***** Source excerpt

Yeah, I'm just south of Philly near Cherry Hill. It's all TKD down here, but at least I've got a good TKD school that is self defense oriented and not a belt factory. Philly's no good either, really, as I don't get back from work early enough to go to class.

I've also got a bus that goes from NYC Port  to South Jersey with no stops, so anything in North or mid-Jersey is also not an option.


----------



## blindsage (Jul 14, 2009)

I found a couple of CMA places in your area you might want to check out:

Wing Chun 
http://www.wingchunkungfukwoon.com/Home.html

Shaolin Pai, Wing Chun, Tai Chi
http://www.mastersonskungfu.com/index.php

Wing Chun
http://www.traditionalwingchun.com/index.php

Southern Praying Mantis (learned from Gin Foon Mark)
http://www.geocities.com/martyeisen/Pmwebpage.htm

Tai Chi, Bagua
http://www.silvertigertaichi.com/

Dragon style Kung fu
http://www.lungjoppai.com/

I'm sure there are a lot more. 

edit: I posted this after your last post and didn't see it.  Some of these won't work then, but others still might.


----------



## clfsean (Jul 14, 2009)

If Cherry Hill is an option, I'd go see the guy from GFM's school.


----------



## jim777 (Jul 14, 2009)

Thanks a ton guys  I've contacted a few of those schools, including the Jook Lum Praying mantis school. 

you guys rock, seriously


----------



## Tensei85 (Jul 15, 2009)

**********

### Tasks for this exercise
**1.** In the martial arts forum thread, what style is taught at the school described as having learned from Gin Foon Mark?
**2.** Continue the martial arts forum thread from the point where it stops.
The data here comes from a separate source.

***** Stored records

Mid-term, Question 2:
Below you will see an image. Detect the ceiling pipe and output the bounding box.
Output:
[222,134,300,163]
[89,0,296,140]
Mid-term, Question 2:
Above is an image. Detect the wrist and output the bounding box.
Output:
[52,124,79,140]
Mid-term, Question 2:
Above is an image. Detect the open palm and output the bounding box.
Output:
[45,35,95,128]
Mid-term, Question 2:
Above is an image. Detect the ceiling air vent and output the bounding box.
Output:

**********

### Final results
**1.** Southern Praying Mantis.

**2.**
I would 3rd the Jook Lum Tong Long School, just something about the Praying Mantis :ultracool


----------



## Jimf807 (Jul 15, 2009)

Instead of starting another post I figured I would just piggy back off of this one.  I am looking at a school right around the corner from my house.  I have no experience with CMA.  I have done some research myself but most of the info I found about the owner/Sifu was confirmed through Wikipedia which has been known to be inaccurate.  Just wanting the opinion of people familiar with CMA.  


Here is their website http://www.mengsmartialarts.com/ 

Thanks in advance

Jim.


----------



## clfsean (Jul 15, 2009)

Jimf807 said:


> Instead of starting another post I figured I would just piggy back off of this one.  I am looking at a school right around the corner from my house.  I have no experience with CMA.  I have done some research myself but most of the info I found about the owner/Sifu was confirmed through Wikipedia which has been known to be inaccurate.  Just wanting the opinion of people familiar with CMA.
> 
> 
> Here is their website http://www.mengsmartialarts.com/
> ...



From what I hear he's a little unconventional in his views on Wing Chun & all, but nothing I've read (which honestly isn't that much) questions his hands.

You'd probably be better served asking this in the Wing Chun forum.


----------



## bowser666 (Jul 15, 2009)

Definitely a lot of flags here.  Lineage is a big thing in Kung Fu. You want to know the roots of the training you will be taking. Shaolin is also a flag sometimes.  If their lineage can prove it then you are good. Some places use the 10 degrees of Kevin Bacon style approach.  Not sure if anyone will get that    My suggestion would be to go, and ask questions, see for yourself, don't judge based on the website.  Pose some of the questions that other thread contributors have posed and see what responses you get.  if you have to write them down and take a list with you.  This will show that you are serious. Good luck and let us know what turns up


----------



## jim777 (Jul 16, 2009)

Looks like Jook Lum Praying Mantis starts Tuesday


----------



## clfsean (Jul 16, 2009)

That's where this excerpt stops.